◆ Requirement:
Can you write out this whole listing again, every line of text included, with each coordinate in the answers multiplied by 0.4 and rounded to a whole number (halves rounded up), and the pictures left out?

◆ Entries supplied:
◆ ◆ ◆

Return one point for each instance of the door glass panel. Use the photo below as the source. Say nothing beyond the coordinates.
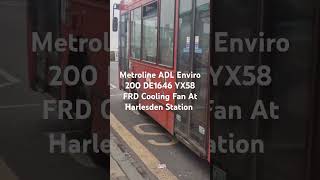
(199, 115)
(123, 46)
(166, 32)
(183, 63)
(136, 33)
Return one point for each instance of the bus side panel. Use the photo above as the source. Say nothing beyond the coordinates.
(164, 118)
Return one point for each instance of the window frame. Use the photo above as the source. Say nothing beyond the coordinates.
(131, 28)
(158, 15)
(142, 21)
(174, 35)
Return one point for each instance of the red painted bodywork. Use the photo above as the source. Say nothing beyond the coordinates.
(164, 118)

◆ ◆ ◆

◆ Solution to this task:
Return one point for each instance of the door glass panel. Use the photo below as the source. Say nothing beyond the coordinates.
(80, 46)
(49, 18)
(66, 13)
(73, 25)
(54, 13)
Return one point for each instance of the bus side panel. Use the photo above as the source. Say nothing beyond the coordinates.
(66, 47)
Return one point for each instance of the window frame. Use the photo above as the source. Say nothing beyond the coordinates.
(52, 11)
(63, 6)
(57, 8)
(70, 14)
Return one point for each instance of the red painted bodywork. Use the photo above as the source. Say nothing beyond the coordinates.
(66, 47)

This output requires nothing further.